─── Excerpt provided ───

Our films have traveled throughout the U.S. and beyond. A couple of examples:

We recently sent films to a Presbyterian church in Texas. A small group will screen them to decide the ones they want to show; they will then pay the distributer the fee for a large audience who will attend their 4th annual film festival. Here’s what they wrote:

This will be our 4th Annual Film Festival and we’ve found that in addition to providing some info to our typical Caucasian neighbors, the film festivals provide an important way for Palestinians in our area to meet and reconnect. We usually show 3 films over 2 days, with Skype, discussions and a free soup supper that is a wonder to behold. We serve 10 – 15 different soups…

In 2015, ten films went to Istanbul with Gabe and Theresa, volunteers who worked at Ad.Dar – “Home” – for those who had fled their homes in Syria. They wrote:

Ad.Dar is an unpretentious five rooms on the fourth floor of an old building housing various humanitarian organizations in the central part of the city. Begun by Syrians (and Palestinians whose families have been in Syria since 1948 or the 1963 expulsions), Ad.Dar offers a place for children, older teens and those in their early 20s to find community.  Film on Friday nights has been part of this; together we viewed and discussed The Gatekeepers, Where Should the Birds Fly?, 5 Broken Cameras, and several others.

We hope that you are intrigued and interested in seeing what the Israel/Palestine film library has to offer. In addition, we’ve organized the films by category (pdf) to make choosing the right film for your group an easier process.

─── Supplied data ───

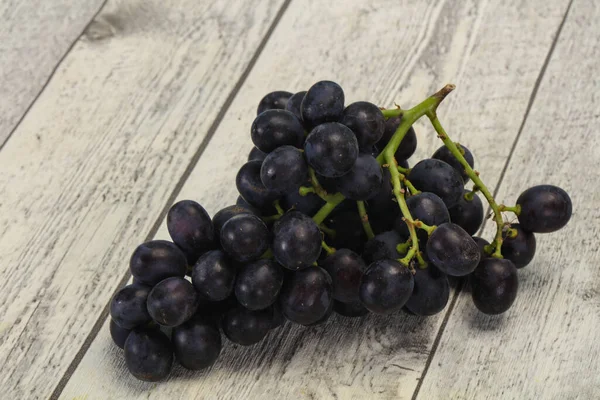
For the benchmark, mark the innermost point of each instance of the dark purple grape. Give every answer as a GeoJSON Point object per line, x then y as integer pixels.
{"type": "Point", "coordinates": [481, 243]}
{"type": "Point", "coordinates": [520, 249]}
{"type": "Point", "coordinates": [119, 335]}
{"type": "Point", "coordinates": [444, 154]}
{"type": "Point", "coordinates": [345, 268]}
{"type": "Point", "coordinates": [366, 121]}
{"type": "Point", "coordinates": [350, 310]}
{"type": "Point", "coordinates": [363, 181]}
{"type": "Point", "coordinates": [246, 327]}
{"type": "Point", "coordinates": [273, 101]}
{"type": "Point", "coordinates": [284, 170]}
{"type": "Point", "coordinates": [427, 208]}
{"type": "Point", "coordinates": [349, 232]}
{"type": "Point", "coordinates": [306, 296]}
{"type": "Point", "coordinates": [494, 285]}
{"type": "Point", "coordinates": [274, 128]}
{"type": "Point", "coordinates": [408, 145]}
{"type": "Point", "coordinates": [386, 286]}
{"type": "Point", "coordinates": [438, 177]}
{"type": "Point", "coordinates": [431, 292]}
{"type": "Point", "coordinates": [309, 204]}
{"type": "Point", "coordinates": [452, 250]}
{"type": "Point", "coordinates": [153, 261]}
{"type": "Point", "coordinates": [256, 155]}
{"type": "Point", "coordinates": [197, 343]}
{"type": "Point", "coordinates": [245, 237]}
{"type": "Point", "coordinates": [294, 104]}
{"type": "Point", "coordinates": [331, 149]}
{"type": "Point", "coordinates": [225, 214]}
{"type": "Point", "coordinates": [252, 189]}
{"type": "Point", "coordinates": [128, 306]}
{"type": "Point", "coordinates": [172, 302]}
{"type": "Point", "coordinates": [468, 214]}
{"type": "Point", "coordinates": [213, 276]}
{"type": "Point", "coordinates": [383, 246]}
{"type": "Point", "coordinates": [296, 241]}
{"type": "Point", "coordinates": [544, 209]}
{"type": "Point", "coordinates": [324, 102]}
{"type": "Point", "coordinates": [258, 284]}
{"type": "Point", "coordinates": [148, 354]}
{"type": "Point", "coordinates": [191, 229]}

───

• Activity
According to the film library text, how many films went to Istanbul in 2015? The records have no connection to the text.

• Answer to the exercise
Ten films went to Istanbul in 2015.